- **PAGE**:
☆ ☆ ☆ ☆

Time and again Barghouti comes across as a sort of mediator between the field operatives and Arafat. He is the one who recommends to Arafat to whom to give and how much. Thus, for example, he writes, “to honored President Abu Amar, may God protect him:

“Please agree to pay USD 3,000 to each of the following, as they are wanted by the occupation forces and are eligible for aid”… this letter is accompanied by a list of 20 activists.

An interesting letter was sent to “our warrior brother Abu el-Kassam (Marwan Barghouti), may God preserve him” from Khaled Abed el-Aziz Mohammed Sif, a member of the Fatah council in Nablus. “It is my wish to inform you,” he writes to Barghouti, “that I and a group of my colleagues who are wanted are unable to find anyone to give us help at these difficult economic times. I wish to tell you that we have been active for over five months in committing quality actions as part of the struggle, but we face severe problems in a lack of ammunition, and have none at this stage… we are wanted by the occupation forces. This complicates matters and, at this point, we cannot even pay rent. I am the only one who receives a sum of NIS 500 a month.” Sif adds at the end of the letter his phone number and notes, “the bearer of the letter is the mother of one of the members of our group.” At the head of the page Barghouti wrote to one of his aides “follow up on this and carry it out.”

Arafat’s and Barghouti’s close monitoring of every penny from the PA budget did not prevent, to use an understatement, corruption. As previously reported, the documents that the IDF seized corroborated evidence of the extensive corruption of senior PA officials, who built for themselves mansions at the expense of the public, as well as corruption inside the various organizations, including those that generally are considered to be ideological and clean, such as Islamic Jihad. Thus, for example, the documents show that among senior Islamic Jihad officials in the Jenin area a bitter dispute broke out over the disappearance of a huge sum of money relative to the organization, USD 127,000, which was passed by the leader, Ramadan Shalah, to support the families of those killed and detained.

The Revolving Door

One interesting document that was found last week and which is printed here for the first time demonstrates unequivocally the practice of the phenomenon Israel dubs the “revolving door policy.” This refers to the PA’s method of releasing from jail or granting “holiday furloughs” to many dozens of activists from the military arms of Hamas and Islamic Jihad, after most of them were never put on trial or questioned.

☆ ☆ ☆ ☆

- **GIVEN TASK**:
Carry on the report about the documents the IDF seized, writing the next part of its "The Revolving Door" section after the last sentence shown.

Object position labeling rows
☆ ☆ ☆ ☆

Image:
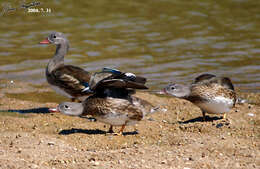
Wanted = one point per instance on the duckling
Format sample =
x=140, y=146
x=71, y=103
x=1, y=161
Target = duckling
x=116, y=111
x=212, y=94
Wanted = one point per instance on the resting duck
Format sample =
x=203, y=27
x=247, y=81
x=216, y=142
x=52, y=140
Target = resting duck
x=116, y=107
x=74, y=82
x=210, y=93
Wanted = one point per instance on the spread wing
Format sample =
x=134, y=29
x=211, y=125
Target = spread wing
x=72, y=79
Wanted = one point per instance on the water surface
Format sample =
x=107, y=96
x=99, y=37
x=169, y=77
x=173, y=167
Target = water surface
x=163, y=40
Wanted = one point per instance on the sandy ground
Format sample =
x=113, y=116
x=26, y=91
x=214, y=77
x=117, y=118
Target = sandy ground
x=174, y=137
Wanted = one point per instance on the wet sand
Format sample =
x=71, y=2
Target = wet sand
x=175, y=137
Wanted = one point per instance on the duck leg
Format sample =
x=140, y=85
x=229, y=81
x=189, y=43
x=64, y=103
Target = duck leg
x=225, y=116
x=110, y=129
x=204, y=115
x=120, y=133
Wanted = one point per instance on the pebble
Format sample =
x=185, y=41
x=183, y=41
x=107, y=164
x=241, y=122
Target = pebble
x=51, y=143
x=251, y=114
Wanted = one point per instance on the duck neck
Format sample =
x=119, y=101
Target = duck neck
x=58, y=59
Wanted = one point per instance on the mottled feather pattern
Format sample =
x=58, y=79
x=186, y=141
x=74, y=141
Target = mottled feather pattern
x=209, y=91
x=134, y=108
x=70, y=78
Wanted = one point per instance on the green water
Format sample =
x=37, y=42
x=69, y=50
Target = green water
x=163, y=40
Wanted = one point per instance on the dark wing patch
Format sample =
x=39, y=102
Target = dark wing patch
x=203, y=77
x=226, y=82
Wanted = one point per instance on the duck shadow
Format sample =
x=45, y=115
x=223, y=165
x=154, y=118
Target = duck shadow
x=200, y=119
x=40, y=110
x=91, y=132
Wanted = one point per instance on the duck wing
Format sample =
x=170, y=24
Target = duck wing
x=70, y=78
x=112, y=78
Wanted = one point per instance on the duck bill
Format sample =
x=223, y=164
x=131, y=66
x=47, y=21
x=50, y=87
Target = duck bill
x=45, y=41
x=53, y=110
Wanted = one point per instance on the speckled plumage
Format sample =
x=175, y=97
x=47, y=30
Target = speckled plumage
x=67, y=80
x=110, y=110
x=211, y=93
x=76, y=83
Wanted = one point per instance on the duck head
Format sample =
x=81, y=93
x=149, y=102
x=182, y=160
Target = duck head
x=177, y=90
x=55, y=38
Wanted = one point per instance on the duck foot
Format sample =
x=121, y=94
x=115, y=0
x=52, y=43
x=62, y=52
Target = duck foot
x=110, y=129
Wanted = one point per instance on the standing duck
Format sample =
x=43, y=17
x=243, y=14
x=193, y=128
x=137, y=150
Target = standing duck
x=117, y=109
x=76, y=83
x=112, y=104
x=212, y=94
x=67, y=80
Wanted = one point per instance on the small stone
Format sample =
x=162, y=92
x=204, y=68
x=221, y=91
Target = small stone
x=219, y=125
x=251, y=114
x=164, y=162
x=51, y=143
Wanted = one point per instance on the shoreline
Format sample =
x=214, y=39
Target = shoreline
x=176, y=138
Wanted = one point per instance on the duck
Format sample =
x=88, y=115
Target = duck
x=114, y=107
x=212, y=94
x=76, y=83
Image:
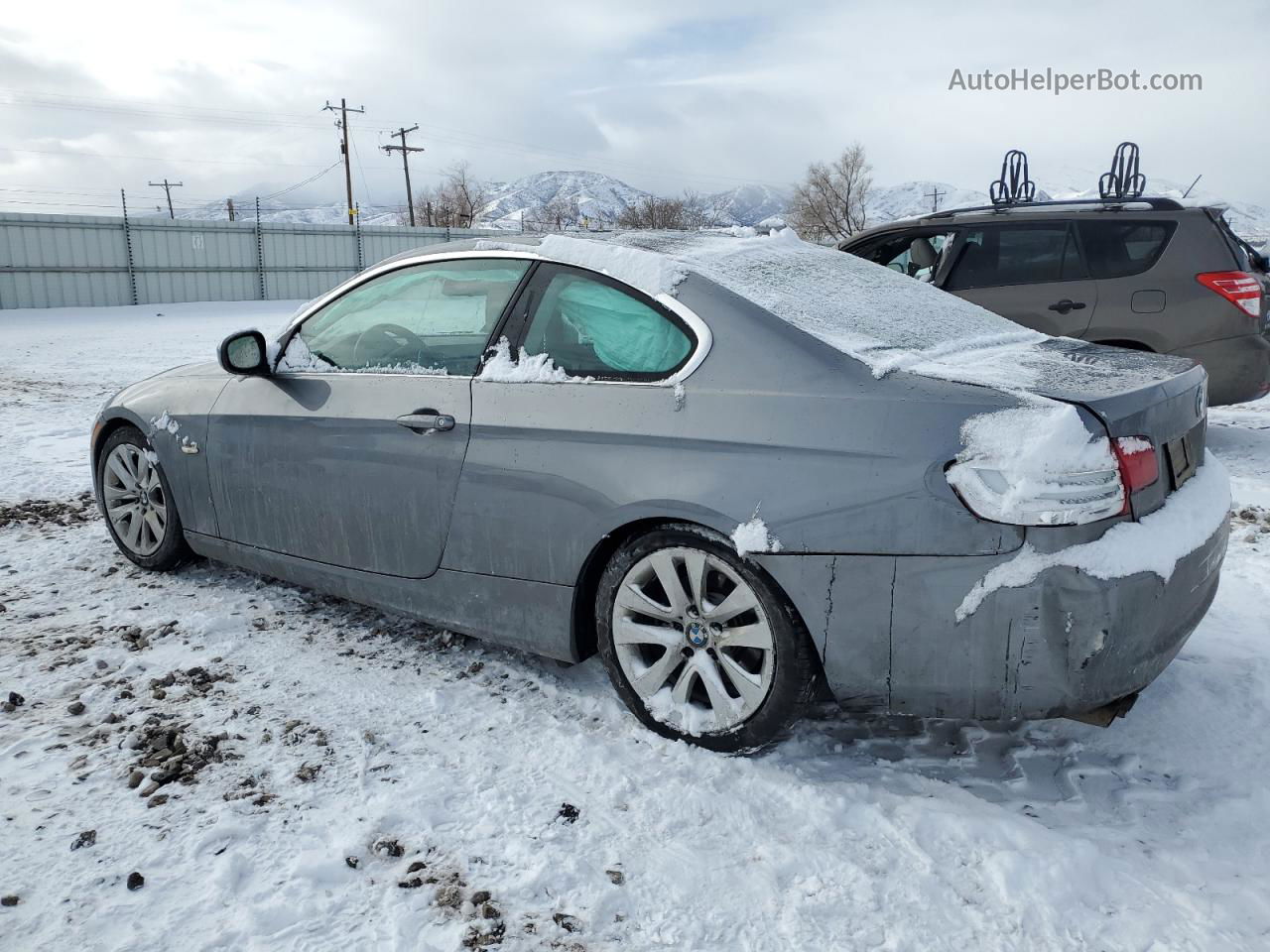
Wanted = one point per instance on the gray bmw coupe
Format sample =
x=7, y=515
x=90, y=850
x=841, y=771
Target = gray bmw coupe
x=743, y=470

☆ ☆ ☆ ☆

- **EXERCISE RESULT**:
The document includes a recommendation to Brig. Gen. Haj Ismail, one of Arafat’s close associates, to release 27 Hamas and Islamic Jihad activists arrested by the PA. Senior Palestinian officers write: “To the honored brother Brig. Gen. Haj Ismail Jabar, may God protect him, commander of the General Security Service in the West Bank,” and asks: “Please approve the release of the 27 detainees arrested since no proof was found in the course of their interrogation of involvement in illegal activities.”

The GSS claims that this recommendation was adopted and the activists on the list indeed were released. IDF Intelligence Research claims that the entire list is of Hamas and Islamic Jihad activists, including some who were involved in suicide bombings, manufacturing bombs, Kassam rockets and planting bombs. Three of them were caught by the IDF in Operation Defensive Shield and at least one was killed. This was Ashraf Hamza Hassan Draghama of Tubas, who was involved after his release in planning suicide bombings and shooting attacks in Hamam el-Malih in the northern Jordan Valley. One IDF officer was killed and two soldiers were injured in that attack.

This document is from February 2, 2002, when there was a relative escalation in terror attacks. At the time the Islamic opposition was increasing its pressure to release more and more of its activists from PA jails. That very same day, in the course of a meeting of the PLO Central Committee, representatives of the Palestinian opposition at the meeting called to release all those imprisoned in PA jails. In total, in the period before Operation Defensive Shield, the PA arrested 144 people. In other words, this document led to the release of 20% of them.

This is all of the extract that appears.